What this task involves: Copy out every line holding the string "exact" from the records below.

Stored items:
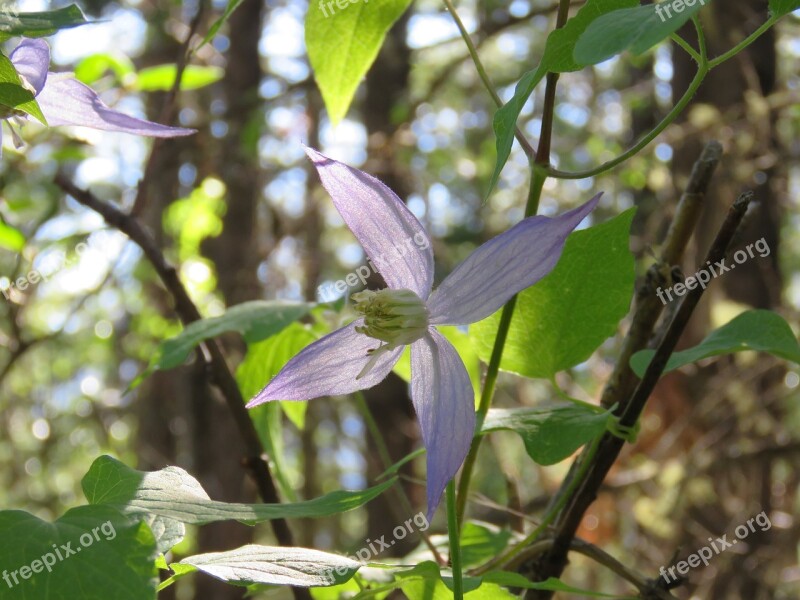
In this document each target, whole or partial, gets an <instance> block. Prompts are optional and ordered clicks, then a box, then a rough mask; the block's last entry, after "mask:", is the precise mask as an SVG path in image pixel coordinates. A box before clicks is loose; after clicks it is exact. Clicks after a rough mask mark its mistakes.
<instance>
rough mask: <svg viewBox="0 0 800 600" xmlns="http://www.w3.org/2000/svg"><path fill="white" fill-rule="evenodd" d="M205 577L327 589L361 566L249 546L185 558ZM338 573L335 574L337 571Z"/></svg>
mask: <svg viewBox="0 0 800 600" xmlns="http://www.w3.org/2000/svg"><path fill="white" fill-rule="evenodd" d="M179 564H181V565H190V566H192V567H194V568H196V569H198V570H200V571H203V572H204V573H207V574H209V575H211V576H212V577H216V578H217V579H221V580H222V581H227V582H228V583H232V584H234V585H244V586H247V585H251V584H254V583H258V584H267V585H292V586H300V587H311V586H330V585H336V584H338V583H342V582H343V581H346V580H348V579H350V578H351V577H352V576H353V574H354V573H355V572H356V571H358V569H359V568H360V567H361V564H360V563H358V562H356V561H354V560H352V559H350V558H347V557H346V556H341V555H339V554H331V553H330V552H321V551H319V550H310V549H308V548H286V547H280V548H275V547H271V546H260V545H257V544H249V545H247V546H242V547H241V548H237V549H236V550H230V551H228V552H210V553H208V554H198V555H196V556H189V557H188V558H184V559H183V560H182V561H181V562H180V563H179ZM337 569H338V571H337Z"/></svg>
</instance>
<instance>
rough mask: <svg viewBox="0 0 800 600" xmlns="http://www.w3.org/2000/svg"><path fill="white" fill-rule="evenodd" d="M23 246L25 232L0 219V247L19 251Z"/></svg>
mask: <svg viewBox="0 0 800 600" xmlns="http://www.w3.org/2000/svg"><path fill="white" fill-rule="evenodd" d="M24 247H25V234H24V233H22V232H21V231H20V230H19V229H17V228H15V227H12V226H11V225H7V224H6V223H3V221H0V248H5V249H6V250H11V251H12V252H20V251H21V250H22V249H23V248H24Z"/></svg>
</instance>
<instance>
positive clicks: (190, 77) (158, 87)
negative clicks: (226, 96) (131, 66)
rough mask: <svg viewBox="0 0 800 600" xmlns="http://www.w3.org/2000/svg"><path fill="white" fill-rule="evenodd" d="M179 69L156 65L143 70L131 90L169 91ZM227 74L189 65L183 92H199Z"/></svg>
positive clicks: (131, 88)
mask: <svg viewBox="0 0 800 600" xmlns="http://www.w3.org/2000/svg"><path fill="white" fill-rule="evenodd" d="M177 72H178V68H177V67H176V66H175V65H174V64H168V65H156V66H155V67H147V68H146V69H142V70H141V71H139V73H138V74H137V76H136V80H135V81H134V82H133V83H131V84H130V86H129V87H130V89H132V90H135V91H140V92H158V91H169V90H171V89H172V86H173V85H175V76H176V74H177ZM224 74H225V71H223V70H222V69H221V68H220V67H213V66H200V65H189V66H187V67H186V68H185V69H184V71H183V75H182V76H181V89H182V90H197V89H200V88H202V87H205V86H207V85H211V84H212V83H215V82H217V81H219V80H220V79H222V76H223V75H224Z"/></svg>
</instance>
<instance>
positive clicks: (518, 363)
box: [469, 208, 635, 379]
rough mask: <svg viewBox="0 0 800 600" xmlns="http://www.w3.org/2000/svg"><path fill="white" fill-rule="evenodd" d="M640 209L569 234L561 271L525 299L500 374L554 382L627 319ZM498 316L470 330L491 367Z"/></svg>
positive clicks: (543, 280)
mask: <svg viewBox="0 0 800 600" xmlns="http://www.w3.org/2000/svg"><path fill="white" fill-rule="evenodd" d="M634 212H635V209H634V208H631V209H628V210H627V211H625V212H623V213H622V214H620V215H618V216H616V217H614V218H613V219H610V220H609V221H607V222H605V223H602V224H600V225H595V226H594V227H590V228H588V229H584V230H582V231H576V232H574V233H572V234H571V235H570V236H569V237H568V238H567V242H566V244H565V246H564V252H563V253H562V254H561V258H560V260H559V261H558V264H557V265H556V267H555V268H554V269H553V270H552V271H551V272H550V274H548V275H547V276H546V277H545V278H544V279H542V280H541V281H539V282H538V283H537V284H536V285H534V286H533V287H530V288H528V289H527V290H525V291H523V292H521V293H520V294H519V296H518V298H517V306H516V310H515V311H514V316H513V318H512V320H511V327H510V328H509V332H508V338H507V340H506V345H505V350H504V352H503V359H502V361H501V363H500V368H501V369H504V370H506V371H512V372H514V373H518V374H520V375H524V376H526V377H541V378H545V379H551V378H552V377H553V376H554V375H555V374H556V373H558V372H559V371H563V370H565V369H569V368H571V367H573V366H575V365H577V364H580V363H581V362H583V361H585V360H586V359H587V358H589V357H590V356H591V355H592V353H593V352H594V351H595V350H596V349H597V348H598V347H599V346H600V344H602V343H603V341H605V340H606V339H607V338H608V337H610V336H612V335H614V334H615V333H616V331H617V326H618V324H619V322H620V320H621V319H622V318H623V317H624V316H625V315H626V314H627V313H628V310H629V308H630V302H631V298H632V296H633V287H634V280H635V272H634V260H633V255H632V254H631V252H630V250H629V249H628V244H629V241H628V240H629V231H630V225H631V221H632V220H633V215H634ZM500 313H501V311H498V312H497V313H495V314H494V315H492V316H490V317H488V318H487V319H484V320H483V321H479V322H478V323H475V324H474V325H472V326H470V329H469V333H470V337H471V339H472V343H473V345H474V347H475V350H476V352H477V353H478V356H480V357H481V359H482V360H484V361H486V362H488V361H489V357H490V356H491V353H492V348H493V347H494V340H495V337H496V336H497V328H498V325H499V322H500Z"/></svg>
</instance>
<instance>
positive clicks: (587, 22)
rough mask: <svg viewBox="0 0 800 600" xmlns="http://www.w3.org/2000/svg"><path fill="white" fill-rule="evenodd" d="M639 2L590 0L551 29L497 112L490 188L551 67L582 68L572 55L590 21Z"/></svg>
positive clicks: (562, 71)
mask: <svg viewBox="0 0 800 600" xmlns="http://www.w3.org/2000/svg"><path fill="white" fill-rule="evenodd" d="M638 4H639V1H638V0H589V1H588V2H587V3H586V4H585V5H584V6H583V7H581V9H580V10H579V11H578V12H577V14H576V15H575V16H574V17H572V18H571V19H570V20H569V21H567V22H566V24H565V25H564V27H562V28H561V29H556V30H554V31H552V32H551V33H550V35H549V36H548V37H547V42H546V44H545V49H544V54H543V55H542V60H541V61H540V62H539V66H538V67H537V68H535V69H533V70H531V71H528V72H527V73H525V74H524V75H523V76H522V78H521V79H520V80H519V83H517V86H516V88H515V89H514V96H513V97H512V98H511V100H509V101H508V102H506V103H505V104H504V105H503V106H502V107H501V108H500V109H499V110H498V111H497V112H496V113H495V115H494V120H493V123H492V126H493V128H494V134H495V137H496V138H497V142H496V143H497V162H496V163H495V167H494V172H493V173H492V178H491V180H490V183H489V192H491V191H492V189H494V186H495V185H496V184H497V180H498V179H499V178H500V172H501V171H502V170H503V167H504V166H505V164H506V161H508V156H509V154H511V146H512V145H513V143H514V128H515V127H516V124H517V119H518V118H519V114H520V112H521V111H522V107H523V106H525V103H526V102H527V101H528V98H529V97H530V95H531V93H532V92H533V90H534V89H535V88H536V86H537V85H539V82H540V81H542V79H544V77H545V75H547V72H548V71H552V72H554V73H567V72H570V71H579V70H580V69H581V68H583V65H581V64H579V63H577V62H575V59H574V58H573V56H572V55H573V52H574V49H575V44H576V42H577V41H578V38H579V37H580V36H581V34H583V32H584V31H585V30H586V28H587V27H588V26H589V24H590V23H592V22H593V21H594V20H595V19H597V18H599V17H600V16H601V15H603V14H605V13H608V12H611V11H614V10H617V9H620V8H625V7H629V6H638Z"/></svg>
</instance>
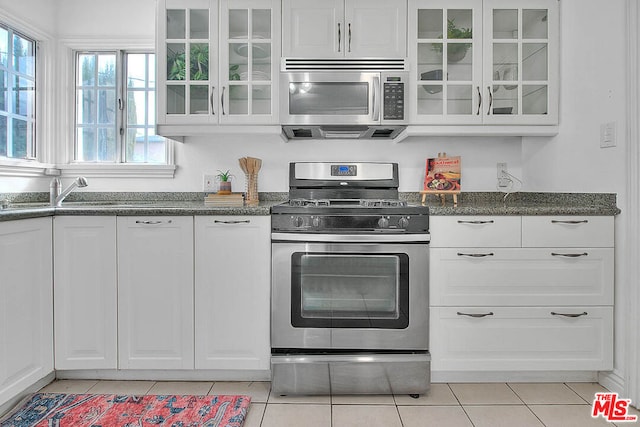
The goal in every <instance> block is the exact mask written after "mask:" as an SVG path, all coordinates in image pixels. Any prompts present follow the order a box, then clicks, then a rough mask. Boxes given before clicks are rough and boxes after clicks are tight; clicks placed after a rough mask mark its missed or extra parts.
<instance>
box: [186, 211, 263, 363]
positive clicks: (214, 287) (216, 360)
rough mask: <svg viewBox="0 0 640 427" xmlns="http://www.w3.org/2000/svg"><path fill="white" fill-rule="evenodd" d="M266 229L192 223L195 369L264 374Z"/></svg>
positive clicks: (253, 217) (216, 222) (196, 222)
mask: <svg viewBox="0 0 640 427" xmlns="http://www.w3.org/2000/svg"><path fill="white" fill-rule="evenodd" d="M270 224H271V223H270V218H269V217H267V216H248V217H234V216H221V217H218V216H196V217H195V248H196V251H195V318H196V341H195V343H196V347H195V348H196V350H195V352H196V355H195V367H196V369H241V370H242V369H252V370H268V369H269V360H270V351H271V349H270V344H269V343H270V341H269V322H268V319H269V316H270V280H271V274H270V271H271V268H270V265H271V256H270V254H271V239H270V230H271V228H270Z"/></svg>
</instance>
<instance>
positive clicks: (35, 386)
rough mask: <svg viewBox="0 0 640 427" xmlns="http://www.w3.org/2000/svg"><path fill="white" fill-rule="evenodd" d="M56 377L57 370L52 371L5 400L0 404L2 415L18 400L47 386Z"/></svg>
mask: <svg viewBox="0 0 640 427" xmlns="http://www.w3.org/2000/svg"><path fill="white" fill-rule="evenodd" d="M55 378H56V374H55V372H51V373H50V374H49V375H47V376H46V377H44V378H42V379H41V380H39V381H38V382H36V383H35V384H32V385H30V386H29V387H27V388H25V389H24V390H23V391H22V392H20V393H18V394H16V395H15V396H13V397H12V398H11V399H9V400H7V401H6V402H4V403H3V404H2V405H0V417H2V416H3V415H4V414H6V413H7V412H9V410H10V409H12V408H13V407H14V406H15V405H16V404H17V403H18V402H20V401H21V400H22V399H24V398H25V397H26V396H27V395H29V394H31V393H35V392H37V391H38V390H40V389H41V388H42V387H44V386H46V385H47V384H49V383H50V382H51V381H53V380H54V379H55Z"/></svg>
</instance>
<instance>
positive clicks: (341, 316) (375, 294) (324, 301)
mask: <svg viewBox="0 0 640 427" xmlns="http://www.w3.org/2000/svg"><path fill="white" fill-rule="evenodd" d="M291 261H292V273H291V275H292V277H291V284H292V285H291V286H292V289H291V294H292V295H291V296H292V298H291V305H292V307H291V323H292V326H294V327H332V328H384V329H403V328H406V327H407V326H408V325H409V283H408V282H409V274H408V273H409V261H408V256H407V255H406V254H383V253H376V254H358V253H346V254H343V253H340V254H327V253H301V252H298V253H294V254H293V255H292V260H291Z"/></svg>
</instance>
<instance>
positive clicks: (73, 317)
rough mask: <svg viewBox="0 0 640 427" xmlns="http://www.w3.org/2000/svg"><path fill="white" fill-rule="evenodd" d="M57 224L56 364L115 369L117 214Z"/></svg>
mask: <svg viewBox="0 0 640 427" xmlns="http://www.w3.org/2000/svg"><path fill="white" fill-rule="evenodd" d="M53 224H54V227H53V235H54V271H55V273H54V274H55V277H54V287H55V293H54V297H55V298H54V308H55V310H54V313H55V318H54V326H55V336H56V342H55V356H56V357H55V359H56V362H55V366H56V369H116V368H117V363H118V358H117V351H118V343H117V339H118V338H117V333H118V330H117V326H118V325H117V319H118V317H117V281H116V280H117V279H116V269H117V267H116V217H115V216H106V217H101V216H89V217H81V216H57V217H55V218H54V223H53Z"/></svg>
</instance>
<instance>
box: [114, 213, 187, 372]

Solution for this task:
In this document each target, whole or partial, gets an <instance> block. Prompts are optional and ordered clicks, then a box, then a rough mask; the block's last entry, after "mask:", is the precise mask as an SVG path in image pixel coordinates. A box before clicks is loose; after clicks it is exact. Clicks after a rough mask mark its mistakes.
The goal in every <instance> block is the exact mask written after "mask:" as an SVG path, all coordinates in image pixels. Any prompts present follow the order a box, then clicks, then a rough mask. Boxes given before clicks are rough and boxes after clicks are tight; clicks placed after a rough mask mark its missed or extra parts.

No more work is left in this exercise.